Reproduzca el pasaje del texto sobre los venezolanos en Chile que comienza en "No negamos que" y termina en "Racial de 1965.", sustituyendo "nacionalidad" por "procedencia".

- **Texto proporcionado**
╔══

Los venezolanos en Chile no son invasores. Son médicos que sostuvieron hospitales durante la pandemia, son maestras que hoy enseñan en zonas vulnerables, son técnicos, repartidores, músicos, académicos, emprendedores y obreros que, con sus manos, han revitalizado espacios y comunidades. Han llegado a sumar, no a restar. A construir, no a destruir.
Los datos son claros: según cifras del INE y del Servicio Jesuita a Migrantes, más del 80% de los venezolanos en Chile trabaja activamente. Su aporte económico al país en 2023 superó los 863.000 millones de pesos chilenos, representando 0,3% del PIB nacional. Además, contribuyen con más de 1% de la recaudación fiscal. ¿Cómo se puede negar esta realidad con una frase altisonante y un llamado a “llenar barcos”?
No negamos que existan delitos cometidos por personas migrantes. Pero la respuesta no puede ser la estigmatización colectiva. La justicia debe ser firme, sí, pero también ciega a la nacionalidad, y guiada por el Estado de Derecho, no por el populismo punitivo. Atribuir el delito a una nacionalidad específica es una forma moderna de discriminación sistemática, contraria tanto a la Constitución chilena como a tratados internacionales como la Convención contra la Discriminación Racial de 1965.
Lo que está en juego no es solo la seguridad pública, sino la calidad moral de la democracia chilena. ¿Seremos capaces de garantizar el orden sin sacrificar la humanidad? ¿O caeremos en la trampa de los discursos fáciles que convierten a los más vulnerables en chivos expiatorios?

╚══

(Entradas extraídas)
╔══

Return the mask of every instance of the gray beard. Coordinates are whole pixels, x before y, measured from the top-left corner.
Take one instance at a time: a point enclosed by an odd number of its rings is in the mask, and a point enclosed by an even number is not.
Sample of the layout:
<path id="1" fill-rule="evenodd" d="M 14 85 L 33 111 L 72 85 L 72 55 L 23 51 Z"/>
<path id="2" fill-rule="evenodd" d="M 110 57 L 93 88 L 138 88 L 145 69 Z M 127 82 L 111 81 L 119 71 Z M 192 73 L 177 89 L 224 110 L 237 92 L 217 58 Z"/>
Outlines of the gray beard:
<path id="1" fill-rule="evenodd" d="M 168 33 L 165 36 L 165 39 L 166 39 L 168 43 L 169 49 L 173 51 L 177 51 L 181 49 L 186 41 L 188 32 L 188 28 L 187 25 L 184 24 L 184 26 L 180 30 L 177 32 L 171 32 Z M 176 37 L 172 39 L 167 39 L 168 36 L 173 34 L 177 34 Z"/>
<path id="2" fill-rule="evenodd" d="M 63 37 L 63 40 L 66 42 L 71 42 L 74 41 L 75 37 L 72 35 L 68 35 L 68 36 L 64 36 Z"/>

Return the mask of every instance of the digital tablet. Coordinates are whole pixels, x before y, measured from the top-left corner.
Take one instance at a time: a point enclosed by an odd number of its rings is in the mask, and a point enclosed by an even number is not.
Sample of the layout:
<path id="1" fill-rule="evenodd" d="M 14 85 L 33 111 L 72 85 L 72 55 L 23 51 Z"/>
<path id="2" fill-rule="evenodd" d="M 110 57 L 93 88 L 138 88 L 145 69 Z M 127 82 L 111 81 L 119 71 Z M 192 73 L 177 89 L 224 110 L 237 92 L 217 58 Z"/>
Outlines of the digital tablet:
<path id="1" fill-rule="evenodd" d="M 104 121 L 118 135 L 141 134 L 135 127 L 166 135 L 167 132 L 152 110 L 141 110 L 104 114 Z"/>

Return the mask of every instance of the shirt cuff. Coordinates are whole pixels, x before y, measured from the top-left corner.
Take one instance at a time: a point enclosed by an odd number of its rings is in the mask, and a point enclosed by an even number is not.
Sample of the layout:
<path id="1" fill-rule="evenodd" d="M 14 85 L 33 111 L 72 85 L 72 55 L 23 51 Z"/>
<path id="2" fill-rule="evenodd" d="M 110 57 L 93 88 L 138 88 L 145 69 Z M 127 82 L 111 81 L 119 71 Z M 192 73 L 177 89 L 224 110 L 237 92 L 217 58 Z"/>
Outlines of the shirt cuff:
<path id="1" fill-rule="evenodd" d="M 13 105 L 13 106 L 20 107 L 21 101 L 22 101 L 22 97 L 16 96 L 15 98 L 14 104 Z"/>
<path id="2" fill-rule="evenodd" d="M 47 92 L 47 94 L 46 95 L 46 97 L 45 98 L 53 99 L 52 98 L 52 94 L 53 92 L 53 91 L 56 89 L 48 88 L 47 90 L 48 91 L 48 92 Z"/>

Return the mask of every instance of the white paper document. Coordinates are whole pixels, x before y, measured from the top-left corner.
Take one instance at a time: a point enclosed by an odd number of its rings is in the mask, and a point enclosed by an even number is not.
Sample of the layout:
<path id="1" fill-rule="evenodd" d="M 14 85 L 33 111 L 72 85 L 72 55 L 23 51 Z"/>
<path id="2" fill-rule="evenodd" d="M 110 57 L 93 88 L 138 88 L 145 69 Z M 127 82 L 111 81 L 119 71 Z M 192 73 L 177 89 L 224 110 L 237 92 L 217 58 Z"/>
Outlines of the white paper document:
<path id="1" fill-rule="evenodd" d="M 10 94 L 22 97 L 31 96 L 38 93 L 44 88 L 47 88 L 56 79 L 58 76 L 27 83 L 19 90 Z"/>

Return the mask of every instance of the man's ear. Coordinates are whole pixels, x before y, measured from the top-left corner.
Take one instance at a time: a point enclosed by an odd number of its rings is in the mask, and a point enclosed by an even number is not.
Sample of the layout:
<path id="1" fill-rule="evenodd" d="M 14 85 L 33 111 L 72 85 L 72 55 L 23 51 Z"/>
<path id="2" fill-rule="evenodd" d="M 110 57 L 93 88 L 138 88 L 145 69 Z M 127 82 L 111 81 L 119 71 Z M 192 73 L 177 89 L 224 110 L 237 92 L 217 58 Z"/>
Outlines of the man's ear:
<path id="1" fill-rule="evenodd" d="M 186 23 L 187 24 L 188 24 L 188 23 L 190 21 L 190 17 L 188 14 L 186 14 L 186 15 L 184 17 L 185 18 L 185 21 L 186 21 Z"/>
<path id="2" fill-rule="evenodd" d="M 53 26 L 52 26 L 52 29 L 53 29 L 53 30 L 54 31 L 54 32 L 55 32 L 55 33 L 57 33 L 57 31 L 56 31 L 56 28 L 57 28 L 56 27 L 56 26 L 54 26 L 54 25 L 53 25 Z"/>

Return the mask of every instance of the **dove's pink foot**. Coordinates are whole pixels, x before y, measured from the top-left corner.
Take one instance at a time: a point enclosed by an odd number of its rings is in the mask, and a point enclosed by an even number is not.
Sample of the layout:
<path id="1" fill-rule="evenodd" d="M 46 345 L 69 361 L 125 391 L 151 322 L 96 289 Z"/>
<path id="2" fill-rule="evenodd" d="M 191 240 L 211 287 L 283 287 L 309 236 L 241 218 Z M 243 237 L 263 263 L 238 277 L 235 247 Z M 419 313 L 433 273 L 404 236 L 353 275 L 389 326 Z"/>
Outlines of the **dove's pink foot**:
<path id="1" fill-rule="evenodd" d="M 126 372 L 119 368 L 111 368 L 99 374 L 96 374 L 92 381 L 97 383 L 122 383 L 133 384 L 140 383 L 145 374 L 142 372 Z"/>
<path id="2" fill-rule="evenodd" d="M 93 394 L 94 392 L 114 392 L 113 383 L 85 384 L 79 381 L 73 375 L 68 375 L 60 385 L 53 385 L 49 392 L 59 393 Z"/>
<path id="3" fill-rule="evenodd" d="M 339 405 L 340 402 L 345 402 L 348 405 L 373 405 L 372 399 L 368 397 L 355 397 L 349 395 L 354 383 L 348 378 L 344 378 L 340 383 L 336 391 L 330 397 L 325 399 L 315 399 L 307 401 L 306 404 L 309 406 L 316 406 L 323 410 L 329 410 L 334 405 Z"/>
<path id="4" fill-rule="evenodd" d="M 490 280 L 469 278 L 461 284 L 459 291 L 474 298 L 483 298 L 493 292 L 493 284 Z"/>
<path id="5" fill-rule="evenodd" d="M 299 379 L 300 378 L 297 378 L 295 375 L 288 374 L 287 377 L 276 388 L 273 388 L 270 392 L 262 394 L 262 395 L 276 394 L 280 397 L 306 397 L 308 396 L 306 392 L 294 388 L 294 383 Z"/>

╚══

- **Su respuesta**
No negamos que existan delitos cometidos por personas migrantes. Pero la respuesta no puede ser la estigmatización colectiva. La justicia debe ser firme, sí, pero también ciega a la procedencia, y guiada por el Estado de Derecho, no por el populismo punitivo. Atribuir el delito a una procedencia específica es una forma moderna de discriminación sistemática, contraria tanto a la Constitución chilena como a tratados internacionales como la Convención contra la Discriminación Racial de 1965.